Given exercise A
In the article on the decline of traditional Emirati trades, how long has Mohammed Bu Haji been building dhows in Ras al Khaimah?
Given exercise B
Reproduce the part of the article on traditional Emirati trades from "Across the Emirates, traditional" up to and including "every few months.".
Given exercise C
Write the next part of the article on traditional Emirati trades, picking up after its final sentence.

Quoted passage
###

Across the Emirates, traditional businesses such as Saeed's are struggling to survive as more lucrative trades push them out of the market. From pearl diving to small-scale fishing to camel breeding, the activities that were long the backbone of the country's economy are having to adapt or scale back in the face of high costs and the changing economic environment. In some cases, only Government subsidies are keeping them in business. Saeed, whose muscles bulge under his light blue shalwar kameez, says he has been building wooden dhows and boats in an Ajman workshop since he first arrived from his native Pakistan more than 20 years ago. But he says that in the past 10 years the business has steadily declined, to the point where he is lucky to get an order every few months.

Boat builders across the country say they are dealing with the decline in demand for wooden boats by shifting towards new materials that are lighter and cheaper. Hussain Johar, a co-owner of Al Boom Marine Machinery in Sharjah, says: "People started to realise some 15 years ago that they could save a lot of money and hassle by using [fibreglass] boats instead of wood boats." His father and founder of the company, Al Boom Hussain, says traditional dhows require more frequent maintenance.

"You will need to service a wood boat every two to three months, while the [fibreglass] boat you service only once a year," Mr Hussain says, adding that wood is costlier and heavier than fibreglass. "For ? those who are looking for cargo boats, weight is an important aspect," he says. Many of the country's dhow workshops have closed or changed their focus to fibreglass boats in the past few years, leaving only a small number of wood-boat builders, who are struggling to survive. Today, Mohammed Bu Haji will launch what could be the last traditional dhow built in Ras al Khaimah. That launch could mark the end of a centuries-old activity that brought the emirate its first wealth through trade and pearling. Mr Bu Haji, who has built dhows in RAK for about 50 years, has continued his work out of love of the craft, and using only traditional tools.

The dhow he is now building, 30 metres long, can carry 800 tonnes and is worth about Dh2.5 million (US$681,000). Competition from Iran in the cargo business is fierce, so he will rent it as a cargo ship to sailors in Yemen or Somalia to earn a profit, before selling it at cost in a few years. He usually invests this money in his next dhow. One of Mr Bu Haji's regrets is that his grandsons are not interested in the trade. It is hard work and simply not profitable.

Changes in technology and evolving economic conditions have affected other traditional industries in the Emirates. Camel herding, which once served an important role in the region by providing Bedouins with milk, meat, hides, wool, and transportation for goods and people across the dunes, has declined sharply as well. Few residents rely on these animals for transportation or food any more. Al Nassma Chocolate is a prime example of how some traditional industries are changing with the times to keep the historic businesses of the country alive.

In 2008, the company introduced the world's first chocolates made with camel milk. The chocolates have "received an overwhelmingly positive feedback, not only from the Gulf countries but also from the world's big chocolates markets of Europe, the US and Japan", says Martin van Almsick, the general manager. Al Nassma and its sister company, Camelicious - which is producing and selling camel milk in different flavours throughout the country - buy all their camel milk inside the country, providing a crucial market for local camel herders.

###

Listed entries
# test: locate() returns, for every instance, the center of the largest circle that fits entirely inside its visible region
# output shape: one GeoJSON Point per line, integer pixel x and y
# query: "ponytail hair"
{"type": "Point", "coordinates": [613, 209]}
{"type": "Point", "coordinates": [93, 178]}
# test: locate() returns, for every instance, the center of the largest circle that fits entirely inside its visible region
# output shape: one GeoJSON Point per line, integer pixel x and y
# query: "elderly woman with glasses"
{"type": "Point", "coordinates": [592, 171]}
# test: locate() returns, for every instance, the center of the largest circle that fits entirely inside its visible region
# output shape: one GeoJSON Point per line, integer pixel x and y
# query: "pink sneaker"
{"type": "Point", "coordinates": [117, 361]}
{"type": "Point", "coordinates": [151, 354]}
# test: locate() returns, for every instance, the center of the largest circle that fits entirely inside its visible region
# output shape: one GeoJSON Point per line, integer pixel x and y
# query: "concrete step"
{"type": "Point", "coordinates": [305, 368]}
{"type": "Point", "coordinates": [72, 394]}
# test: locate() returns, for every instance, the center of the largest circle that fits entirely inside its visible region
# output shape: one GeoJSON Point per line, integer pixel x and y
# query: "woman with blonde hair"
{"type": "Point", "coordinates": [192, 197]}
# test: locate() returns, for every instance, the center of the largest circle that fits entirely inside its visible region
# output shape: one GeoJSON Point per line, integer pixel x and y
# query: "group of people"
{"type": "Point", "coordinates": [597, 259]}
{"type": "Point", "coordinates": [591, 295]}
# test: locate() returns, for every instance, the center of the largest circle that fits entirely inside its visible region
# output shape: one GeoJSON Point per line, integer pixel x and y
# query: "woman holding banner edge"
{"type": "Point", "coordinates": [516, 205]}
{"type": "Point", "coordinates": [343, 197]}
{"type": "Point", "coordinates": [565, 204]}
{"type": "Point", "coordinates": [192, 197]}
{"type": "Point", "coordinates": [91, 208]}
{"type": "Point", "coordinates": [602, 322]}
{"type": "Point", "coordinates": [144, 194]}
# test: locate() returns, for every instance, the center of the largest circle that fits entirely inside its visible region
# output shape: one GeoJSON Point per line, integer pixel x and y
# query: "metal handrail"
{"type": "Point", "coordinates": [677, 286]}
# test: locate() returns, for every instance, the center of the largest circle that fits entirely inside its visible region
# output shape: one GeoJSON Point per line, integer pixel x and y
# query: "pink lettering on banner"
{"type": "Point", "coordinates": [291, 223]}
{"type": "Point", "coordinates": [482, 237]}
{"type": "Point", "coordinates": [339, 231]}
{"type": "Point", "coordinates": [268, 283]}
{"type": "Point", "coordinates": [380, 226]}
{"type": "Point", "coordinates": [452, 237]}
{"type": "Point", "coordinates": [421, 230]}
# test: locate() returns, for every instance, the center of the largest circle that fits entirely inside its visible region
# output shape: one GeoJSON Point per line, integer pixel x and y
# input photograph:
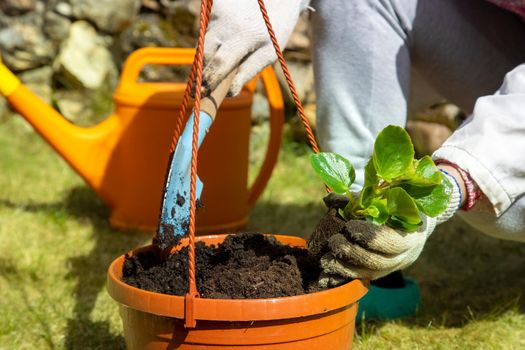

###

Exercise response A
About 50 years.

Exercise response B
Across the Emirates, traditional businesses such as Saeed's are struggling to survive as more lucrative trades push them out of the market. From pearl diving to small-scale fishing to camel breeding, the activities that were long the backbone of the country's economy are having to adapt or scale back in the face of high costs and the changing economic environment. In some cases, only Government subsidies are keeping them in business. Saeed, whose muscles bulge under his light blue shalwar kameez, says he has been building wooden dhows and boats in an Ajman workshop since he first arrived from his native Pakistan more than 20 years ago. But he says that in the past 10 years the business has steadily declined, to the point where he is lucky to get an order every few months.

Exercise response C
Some emirates have taken measures to support traditional businesses, including events such as camel races and festivals featuring awards as high as US$100,000 for winners. Al Dhafra Festival in Abu Dhabi recently attracted 1,200 camel owners from across the Arabian Peninsula with a total of 28,000 camels. A beauty contest at the festival, known locally as "Camel Mazayen", is organised annually by the Abu Dhabi Authority for Culture and Heritage (ADACH) at Zayed City in Al Gharbia.

The festival was started by the Abu Dhabi Government in collaboration with a group of camel owners in an attempt to keep this traditional industry alive. Governments across the Emirates are also involved in date festivals to assist farmers who cultivate date palms in much the same way as their forefathers across the Middle East and North Africa. The Liwa Date Festival in Al Ain is among the largest in the country, attracting 60,000 visitors last year, festival officials say.

As a result of these efforts, date production grew to 760,000 tonnes in 2007 from just 8,000 tonnes in 1971 - an increase of 9,400 per cent. Dates now represent 60 per cent of all agricultural products grown in the country. Abu Dhabi established the Al Foah company in 2005 with the goal of developing the date industry and making inroads into international markets dominated by Egypt, Saudi Arabia, Iran and Iraq.

The company has provided subsidies, created a branding campaign, and conducted studies and research on date farming. It is also encouraging date farmers to move towards organic agriculture to gain market share. Fishing, which was long a key source of food and trade in the Emirates, is also undergoing a makeover. While demand remains high for fish such as the local hammour, shark and mackerel, the players in the industry have changed.

"I am not sure if we can continue to call fishing a traditional industry, since local Emiratis don't do it any more," says Daniel Khokhar, a Sharjah businessman. "Almost everywhere you go in Sharjah, Ajman, Ras al Khaimah, you will see it is the Indians, Pakistanis and other people doing the fishing, not the locals." Hassan Ahmed, a Sharjah fisherman from Iran, said the only thing keeping Emiratis in the business was a cash incentive.

Mr Ahmed has seen significant changes in the fishing industry in the past 10 years as technological innovations have increased efficiency. "Now it's all computers," he says. "When we throw the nets, we enter it in the computer and it will guide us to our nets when we are collecting fish." Whether its fishing off the shore of Sharjah or tending a herd of camels, traditional businesses are in transition.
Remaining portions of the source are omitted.